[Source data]
____

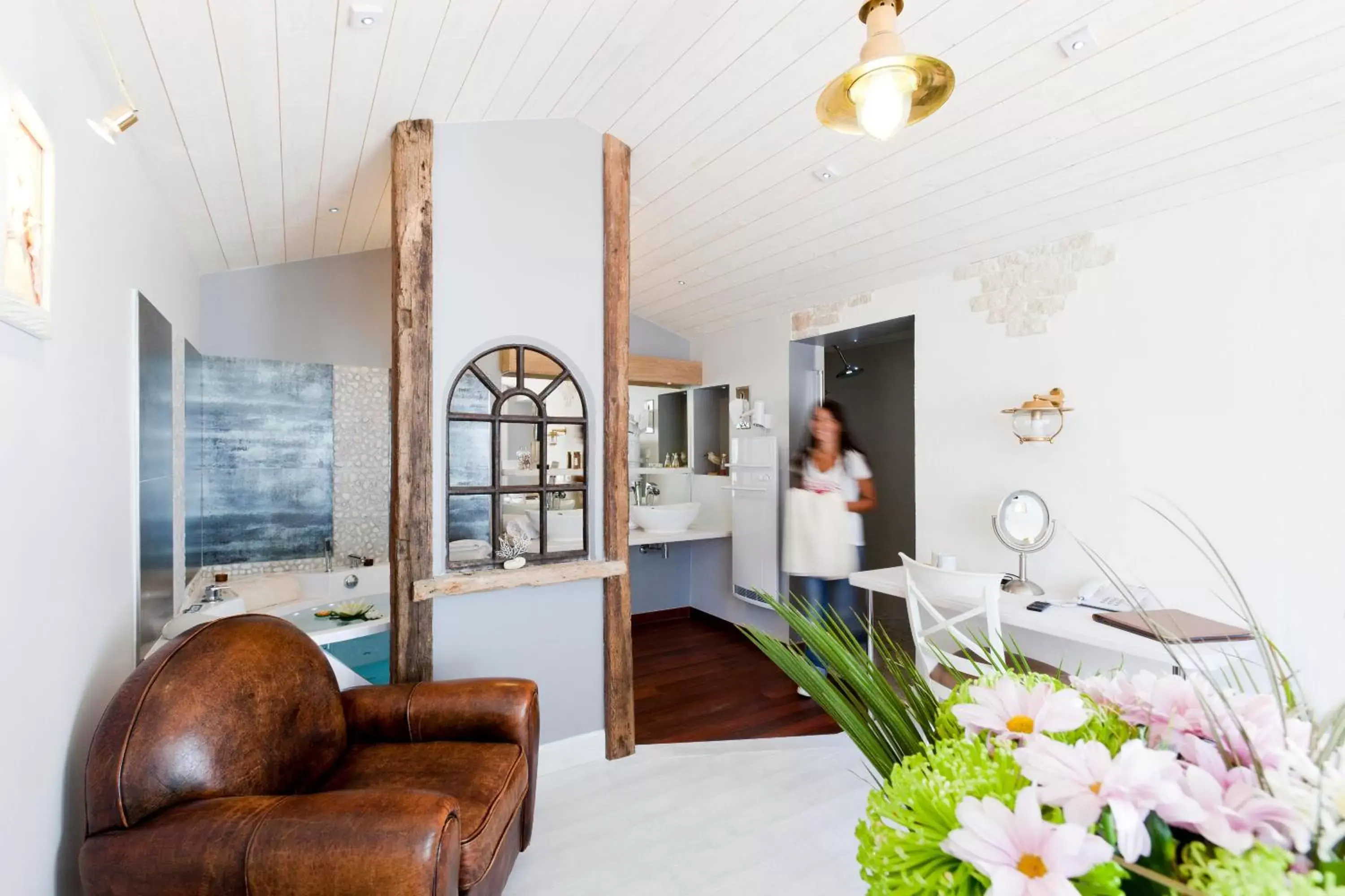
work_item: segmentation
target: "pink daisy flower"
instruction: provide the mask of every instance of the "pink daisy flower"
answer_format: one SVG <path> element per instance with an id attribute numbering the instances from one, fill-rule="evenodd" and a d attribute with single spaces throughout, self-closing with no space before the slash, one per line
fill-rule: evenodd
<path id="1" fill-rule="evenodd" d="M 962 827 L 943 841 L 943 852 L 990 879 L 986 896 L 1077 896 L 1069 879 L 1111 858 L 1102 837 L 1042 819 L 1032 787 L 1018 794 L 1014 811 L 994 797 L 967 797 L 958 821 Z"/>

____

Retype the records above line for line, without changing a single character. Leave out the pictures.

work_item: segmentation
target: "pink daisy flower"
instruction: provide the mask of every instance of the "pink daisy flower"
answer_format: one SVG <path> element per instance with an id attribute numbering the instances from one, fill-rule="evenodd" and a d attribute with single spaces throughout, self-closing with no space before the slash, one per line
fill-rule: evenodd
<path id="1" fill-rule="evenodd" d="M 962 827 L 943 841 L 943 852 L 990 879 L 986 896 L 1077 896 L 1069 879 L 1111 858 L 1102 837 L 1042 819 L 1032 787 L 1018 794 L 1014 811 L 994 797 L 967 797 L 958 821 Z"/>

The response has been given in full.